→ **What you will do**:
The entries that follow need to be returned without any alteration.

→ **Data supplied**:
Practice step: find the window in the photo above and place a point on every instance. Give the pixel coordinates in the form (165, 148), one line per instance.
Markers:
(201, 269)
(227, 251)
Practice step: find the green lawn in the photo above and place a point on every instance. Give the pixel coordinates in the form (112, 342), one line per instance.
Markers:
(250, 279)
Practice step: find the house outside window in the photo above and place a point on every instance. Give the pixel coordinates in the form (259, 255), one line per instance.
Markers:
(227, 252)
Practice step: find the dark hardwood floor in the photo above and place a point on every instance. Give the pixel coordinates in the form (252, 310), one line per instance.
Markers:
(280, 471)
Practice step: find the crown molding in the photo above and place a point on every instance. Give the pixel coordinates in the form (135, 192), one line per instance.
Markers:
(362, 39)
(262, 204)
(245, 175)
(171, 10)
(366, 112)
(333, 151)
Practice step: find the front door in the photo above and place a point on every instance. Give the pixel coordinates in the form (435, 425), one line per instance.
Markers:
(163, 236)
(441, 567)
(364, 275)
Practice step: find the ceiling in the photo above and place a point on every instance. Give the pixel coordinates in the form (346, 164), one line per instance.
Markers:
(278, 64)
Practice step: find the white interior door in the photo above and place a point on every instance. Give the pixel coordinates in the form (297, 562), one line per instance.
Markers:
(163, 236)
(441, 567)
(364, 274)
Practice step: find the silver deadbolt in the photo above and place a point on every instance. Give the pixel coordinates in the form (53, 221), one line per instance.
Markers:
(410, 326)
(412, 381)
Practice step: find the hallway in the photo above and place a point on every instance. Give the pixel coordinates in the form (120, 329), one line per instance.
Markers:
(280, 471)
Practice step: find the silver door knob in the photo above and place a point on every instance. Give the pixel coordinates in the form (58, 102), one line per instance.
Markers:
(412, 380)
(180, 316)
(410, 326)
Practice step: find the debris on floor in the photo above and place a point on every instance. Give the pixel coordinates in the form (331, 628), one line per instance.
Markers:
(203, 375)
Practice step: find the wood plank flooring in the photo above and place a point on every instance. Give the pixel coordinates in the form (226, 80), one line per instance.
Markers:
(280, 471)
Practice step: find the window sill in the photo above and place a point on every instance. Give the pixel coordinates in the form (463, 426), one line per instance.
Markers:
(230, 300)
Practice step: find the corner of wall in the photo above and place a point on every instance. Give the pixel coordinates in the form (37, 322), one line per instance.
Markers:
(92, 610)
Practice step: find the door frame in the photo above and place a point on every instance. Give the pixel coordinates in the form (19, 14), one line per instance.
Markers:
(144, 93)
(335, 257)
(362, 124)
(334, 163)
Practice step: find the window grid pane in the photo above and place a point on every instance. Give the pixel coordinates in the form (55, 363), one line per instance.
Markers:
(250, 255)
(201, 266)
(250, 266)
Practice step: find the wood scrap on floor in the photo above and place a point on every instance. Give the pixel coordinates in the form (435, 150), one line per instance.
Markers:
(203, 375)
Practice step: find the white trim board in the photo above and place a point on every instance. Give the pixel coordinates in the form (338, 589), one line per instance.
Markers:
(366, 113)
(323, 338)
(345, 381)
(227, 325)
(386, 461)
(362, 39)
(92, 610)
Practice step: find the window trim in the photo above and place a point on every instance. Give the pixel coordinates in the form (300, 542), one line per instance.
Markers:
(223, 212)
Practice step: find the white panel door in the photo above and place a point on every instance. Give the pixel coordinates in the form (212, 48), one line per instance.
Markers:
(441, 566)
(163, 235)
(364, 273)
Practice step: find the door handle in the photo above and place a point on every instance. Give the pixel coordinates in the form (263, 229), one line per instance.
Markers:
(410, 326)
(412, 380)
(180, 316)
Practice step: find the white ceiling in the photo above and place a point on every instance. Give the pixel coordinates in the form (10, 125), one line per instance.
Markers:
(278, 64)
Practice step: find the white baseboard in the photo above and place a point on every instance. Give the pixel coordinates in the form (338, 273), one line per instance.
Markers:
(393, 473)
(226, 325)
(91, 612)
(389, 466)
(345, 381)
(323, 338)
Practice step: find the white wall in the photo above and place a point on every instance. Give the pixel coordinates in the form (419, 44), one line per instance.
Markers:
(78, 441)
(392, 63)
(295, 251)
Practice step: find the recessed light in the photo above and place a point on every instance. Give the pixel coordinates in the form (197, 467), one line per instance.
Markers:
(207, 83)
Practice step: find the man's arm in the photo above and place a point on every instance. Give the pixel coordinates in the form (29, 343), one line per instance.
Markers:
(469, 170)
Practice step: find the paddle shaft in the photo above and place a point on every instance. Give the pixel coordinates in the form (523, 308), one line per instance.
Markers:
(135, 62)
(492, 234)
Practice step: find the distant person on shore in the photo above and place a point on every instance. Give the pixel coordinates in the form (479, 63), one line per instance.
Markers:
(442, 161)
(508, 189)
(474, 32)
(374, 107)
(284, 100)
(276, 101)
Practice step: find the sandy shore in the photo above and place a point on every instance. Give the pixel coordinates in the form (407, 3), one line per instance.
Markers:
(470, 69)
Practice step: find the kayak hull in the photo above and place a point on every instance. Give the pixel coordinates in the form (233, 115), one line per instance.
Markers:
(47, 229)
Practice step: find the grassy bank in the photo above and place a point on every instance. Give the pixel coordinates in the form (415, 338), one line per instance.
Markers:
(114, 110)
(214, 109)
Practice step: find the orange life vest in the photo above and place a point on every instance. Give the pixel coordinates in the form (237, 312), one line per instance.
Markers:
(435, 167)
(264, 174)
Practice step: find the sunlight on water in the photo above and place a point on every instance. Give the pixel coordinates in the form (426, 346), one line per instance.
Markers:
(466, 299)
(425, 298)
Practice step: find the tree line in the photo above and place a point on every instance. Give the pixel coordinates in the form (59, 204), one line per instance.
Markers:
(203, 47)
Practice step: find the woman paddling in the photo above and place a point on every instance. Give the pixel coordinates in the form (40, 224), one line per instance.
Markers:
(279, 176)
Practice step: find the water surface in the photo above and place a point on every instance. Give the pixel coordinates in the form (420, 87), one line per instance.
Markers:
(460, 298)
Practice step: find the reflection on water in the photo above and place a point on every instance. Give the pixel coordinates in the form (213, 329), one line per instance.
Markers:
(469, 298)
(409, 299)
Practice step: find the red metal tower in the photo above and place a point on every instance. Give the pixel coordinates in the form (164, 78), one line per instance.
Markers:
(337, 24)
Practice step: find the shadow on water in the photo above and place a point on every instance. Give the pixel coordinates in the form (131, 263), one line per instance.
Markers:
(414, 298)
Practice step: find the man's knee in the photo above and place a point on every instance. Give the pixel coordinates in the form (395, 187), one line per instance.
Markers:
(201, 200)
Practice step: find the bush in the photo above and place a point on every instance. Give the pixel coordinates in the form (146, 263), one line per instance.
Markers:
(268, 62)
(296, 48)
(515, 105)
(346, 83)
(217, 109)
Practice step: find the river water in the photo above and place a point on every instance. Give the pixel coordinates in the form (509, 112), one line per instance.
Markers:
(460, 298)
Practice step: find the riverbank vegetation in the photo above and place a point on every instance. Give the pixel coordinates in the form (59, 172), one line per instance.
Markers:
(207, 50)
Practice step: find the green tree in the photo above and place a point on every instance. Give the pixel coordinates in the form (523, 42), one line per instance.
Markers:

→ **Answer for this exercise**:
Practice step: find the window in the photo above and place a point on every instance. Give the pixel coordinates in the form (165, 148), one line per instance.
Markers:
(201, 269)
(227, 251)
Practice step: find the green lawn in the photo above and place a point on every instance. Give the pixel coordinates in the form (112, 342), one line per instance.
Markers:
(250, 279)
Practice step: find the house outside window in the photo above and place a point on every instance. Give the pixel coordinates in the form (259, 255), one line per instance.
Markers:
(227, 252)
Practice step: find the dark hardwood floor in the photo above and place a point on every instance. Give the pixel coordinates in the form (252, 310), one line per instance.
Markers:
(280, 471)
Practice step: find the crown molding in the photo above and place a point on every instance. Give the pixel coordinates in the form (135, 192), one line per instance.
Markers:
(362, 39)
(262, 204)
(245, 175)
(171, 10)
(366, 112)
(333, 151)
Practice step: find the front door in the photo above and place a point on every instance. Give the pixel coordinates in the form (435, 425), one line per instance.
Markers:
(163, 236)
(441, 567)
(364, 275)
Practice step: find the ceiling in the photo above and place a point on every instance. Give the pixel coordinates in the form (346, 164), one line per instance.
Markers:
(278, 64)
Practice step: find the white interior door in the photo above and place a point on every instance. Give the pixel coordinates in the form (297, 562), one line per instance.
Markers:
(163, 236)
(441, 567)
(364, 274)
Practice step: find the silver deadbolt in the photo above and place a point on every instance. Give the pixel coordinates in the form (53, 221), one line per instance.
Markers:
(410, 326)
(412, 381)
Practice step: find the hallway in the photo above and place a point on every instance. Give the pixel coordinates in the form (120, 329), one line per instance.
Markers:
(280, 471)
Practice step: find the silver door knob in the photo above and place a point on every instance. Give the pixel coordinates in the form (58, 102), one line per instance.
Markers:
(412, 380)
(180, 316)
(410, 326)
Practice step: find the debris on floor in the photo above and place a point on every instance. Give the pixel coordinates in the form (331, 628), one line per instance.
Markers:
(203, 375)
Practice step: find the wood plank flooring in the photo above and place a point on every instance. Give the pixel coordinates in the form (226, 80), one line per instance.
Markers:
(280, 471)
Practice step: find the window sill in the photo above and place a point on every instance. Give the pixel coordinates in the form (463, 426), one line per instance.
Markers:
(230, 300)
Practice step: find the corner of wall in the photo above and place a point on every instance. Give the pixel coordinates in the form (37, 322), one line per instance.
Markers:
(92, 610)
Practice step: find the door frame in the photo above and place a point on every instance. Give the pixel coordinates in the form (19, 14), one line per instance.
Markers:
(144, 93)
(335, 257)
(362, 124)
(334, 163)
Practice step: find the window grid pane in the photo above and place a point on every instance. Give the pixel coordinates in the form (55, 363), one line per instance.
Markers:
(250, 255)
(201, 266)
(250, 266)
Practice step: find the wood scrap on floor in the photo above and place a point on every instance. Give the pixel coordinates in the form (435, 150), one line per instance.
Markers:
(203, 375)
Practice step: find the white trim board in the photo above and place a point on every instance. Give the pixel coordinates in the form (338, 589), one line per instance.
Markers:
(366, 113)
(323, 338)
(345, 381)
(227, 325)
(386, 461)
(362, 39)
(92, 610)
Practice step: find the window trim in the photo above and place a point on every instance. Give the pixel coordinates in the form (300, 542), one line per instance.
Markers:
(223, 212)
Practice step: find the white panel door in the photo above and place a point on every instance. Give the pixel coordinates in the form (212, 48), one line per instance.
Markers:
(441, 566)
(163, 235)
(364, 273)
Practice step: find the door handle in the photo above and place a point on every instance. Give the pixel coordinates in the form (263, 229), one line per instance.
Markers:
(410, 326)
(412, 380)
(180, 316)
Practice step: find the white ceiling in the photo above and place a point on every instance. Give the pixel coordinates in the form (10, 125), one line per instance.
Markers:
(278, 64)
Practice step: find the white baseboard in the photo above and place a point on every instance. Give the pixel coordinates in the form (338, 273), one line per instance.
Markers:
(393, 473)
(226, 325)
(91, 612)
(389, 466)
(345, 381)
(323, 338)
Practice step: find the white wall in the photo above and place a point on every instance. Give the pixel coordinates in the form (419, 44), one line per instance.
Markers:
(78, 441)
(392, 63)
(295, 251)
Practice step: find the recessed light in the photo above and place a point on every instance. Give the pixel coordinates in the form (197, 467), one line per instance.
Markers:
(207, 83)
Practice step: find the man's arm in the photo above and place a point on every instance. Give the pixel coordinates in the form (29, 343), one line per instance.
Markers:
(469, 170)
Practice step: find the paddle shaft in the photo above and place a point on every instance. Give the pixel coordinates in the form (523, 308), one line per instance.
Markers:
(135, 62)
(492, 234)
Practice step: find the distant person on shore in the photo above and place a point on every instance. Give the pixel coordinates in the form (479, 63), one line per instance.
Markers:
(442, 161)
(508, 189)
(474, 32)
(374, 107)
(284, 100)
(276, 101)
Practice step: find the sandy shore in the photo above and place a point on every instance. Give the pixel coordinates in the form (407, 3), one line per instance.
Markers:
(470, 69)
Practice step: find the kayak hull in the photo above and place a point on every instance. Give the pixel coordinates in the form (233, 115), one line per instance.
Markers:
(47, 229)
Practice step: find the grassy bank in the photo above and place a point on every instance. Give the pixel coordinates in the form (415, 338), one line per instance.
Markers:
(114, 110)
(214, 109)
Practice step: find the orange life vest in the photo above and place a point on every instance. Give the pixel coordinates in the form (237, 312), one line per instance.
Markers:
(435, 167)
(264, 174)
Practice step: find the sunlight on water in the photo above and place a point on every instance. Give the pixel coordinates in the form (426, 346), one line per instance.
Markers:
(466, 299)
(425, 298)
Practice step: find the tree line in the photo above and place a point on every instance. Give the pixel coordinates in the form (59, 204), one line per instance.
Markers:
(203, 47)
Practice step: find the woman paddling in the photo above and place a point on every instance. Give the pixel coordinates in the form (40, 224), one line per instance.
Markers:
(279, 176)
Practice step: find the water surface in the photo above and place a point on every instance. Give the pixel coordinates in the form (420, 87), one line per instance.
Markers:
(460, 298)
Practice step: find the reflection on water in the photo above and place a point on every instance. Give the pixel coordinates in the form (213, 329), one line per instance.
Markers:
(469, 298)
(409, 299)
Practice step: find the red metal tower in the photo above and place a point on every instance. Give the pixel coordinates in the form (164, 78), one line per instance.
Markers:
(337, 24)
Practice step: find the shadow on water in the photo above and place a point on every instance. Give the pixel coordinates in the form (131, 263), one line per instance.
Markers:
(414, 298)
Practice step: find the man's knee in the photo above and place a point on every instance. Give the pixel coordinates in the form (395, 187), one line per instance.
Markers:
(201, 200)
Practice step: find the bush in the photo above and place a point on every instance. Give the pixel coordinates in the form (146, 263), one line per instance.
Markers:
(268, 62)
(296, 48)
(515, 105)
(346, 83)
(217, 109)
Practice step: find the river water in the photo above and place a point on every instance. Give the pixel coordinates in the form (509, 112), one line per instance.
Markers:
(460, 298)
Practice step: find the riverbank vegetation in the photo above and place a point on every instance. Give the pixel coordinates in the form (59, 172), one line per instance.
Markers:
(207, 50)
Practice step: find the green tree in the photo above and place a point on every instance. Give the pixel coordinates in the form (523, 42), one line per instance.
Markers:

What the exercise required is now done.